● **ABOUT THIS TASK**
If a line in the entries contains the string "above", include that line in your answer.

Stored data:
--- --- ---

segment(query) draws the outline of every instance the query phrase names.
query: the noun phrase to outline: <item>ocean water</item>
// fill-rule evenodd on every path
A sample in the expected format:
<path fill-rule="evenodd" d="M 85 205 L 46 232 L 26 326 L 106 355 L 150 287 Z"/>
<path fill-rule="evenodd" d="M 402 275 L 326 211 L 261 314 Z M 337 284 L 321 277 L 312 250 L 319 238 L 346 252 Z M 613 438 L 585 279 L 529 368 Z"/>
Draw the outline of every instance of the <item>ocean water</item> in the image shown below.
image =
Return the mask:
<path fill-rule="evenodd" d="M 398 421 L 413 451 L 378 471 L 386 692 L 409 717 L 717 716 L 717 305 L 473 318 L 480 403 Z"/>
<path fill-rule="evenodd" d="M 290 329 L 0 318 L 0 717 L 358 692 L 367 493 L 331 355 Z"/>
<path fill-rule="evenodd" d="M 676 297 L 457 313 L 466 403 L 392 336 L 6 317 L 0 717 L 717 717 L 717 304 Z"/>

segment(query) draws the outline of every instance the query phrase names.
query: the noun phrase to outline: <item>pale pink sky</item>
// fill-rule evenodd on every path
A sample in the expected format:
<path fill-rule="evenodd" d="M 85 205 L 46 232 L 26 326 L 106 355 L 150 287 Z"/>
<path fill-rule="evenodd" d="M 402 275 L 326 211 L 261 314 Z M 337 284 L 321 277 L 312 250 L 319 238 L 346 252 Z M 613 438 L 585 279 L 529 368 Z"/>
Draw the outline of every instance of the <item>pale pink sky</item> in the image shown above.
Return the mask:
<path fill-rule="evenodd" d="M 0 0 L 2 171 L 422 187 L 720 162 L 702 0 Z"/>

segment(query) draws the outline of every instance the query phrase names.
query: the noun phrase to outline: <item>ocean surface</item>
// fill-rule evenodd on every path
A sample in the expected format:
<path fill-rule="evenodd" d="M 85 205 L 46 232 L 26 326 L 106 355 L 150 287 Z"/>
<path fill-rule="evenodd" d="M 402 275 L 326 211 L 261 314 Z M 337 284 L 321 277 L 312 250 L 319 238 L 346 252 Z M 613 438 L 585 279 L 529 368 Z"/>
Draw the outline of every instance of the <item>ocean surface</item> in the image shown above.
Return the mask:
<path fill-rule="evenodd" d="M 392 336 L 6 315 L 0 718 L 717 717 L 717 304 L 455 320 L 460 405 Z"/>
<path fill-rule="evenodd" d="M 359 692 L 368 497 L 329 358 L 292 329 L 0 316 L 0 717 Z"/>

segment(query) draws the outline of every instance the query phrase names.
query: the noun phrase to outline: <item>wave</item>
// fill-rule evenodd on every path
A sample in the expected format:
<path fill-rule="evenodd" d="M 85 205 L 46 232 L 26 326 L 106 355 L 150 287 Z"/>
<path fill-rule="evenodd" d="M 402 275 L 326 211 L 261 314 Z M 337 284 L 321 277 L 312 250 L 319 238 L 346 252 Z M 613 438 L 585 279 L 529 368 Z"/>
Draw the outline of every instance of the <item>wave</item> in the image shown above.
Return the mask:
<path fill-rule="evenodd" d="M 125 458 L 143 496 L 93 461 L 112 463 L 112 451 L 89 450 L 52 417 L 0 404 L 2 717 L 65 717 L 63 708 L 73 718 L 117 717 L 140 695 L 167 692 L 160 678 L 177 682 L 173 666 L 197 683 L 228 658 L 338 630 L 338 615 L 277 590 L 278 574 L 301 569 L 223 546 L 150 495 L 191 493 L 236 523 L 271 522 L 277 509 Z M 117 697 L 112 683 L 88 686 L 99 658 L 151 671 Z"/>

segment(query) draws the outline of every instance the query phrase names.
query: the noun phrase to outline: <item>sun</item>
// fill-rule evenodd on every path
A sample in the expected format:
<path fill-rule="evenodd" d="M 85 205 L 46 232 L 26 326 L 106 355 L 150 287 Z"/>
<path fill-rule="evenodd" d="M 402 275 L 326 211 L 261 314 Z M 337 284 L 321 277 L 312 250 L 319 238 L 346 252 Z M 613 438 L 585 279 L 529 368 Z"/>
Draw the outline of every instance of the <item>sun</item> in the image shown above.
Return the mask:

--- --- ---

● **SOLVED EXERCISE**
Draw the outline of every instance of the <item>pale pink sky</item> in the image shown above.
Draw the outline of every instance of the <item>ocean surface</item> in the image shown above.
Draw the outline of every instance of the <item>wave</item> in the image shown above.
Draw the outline of every instance of the <item>sun</item> in the image shown above.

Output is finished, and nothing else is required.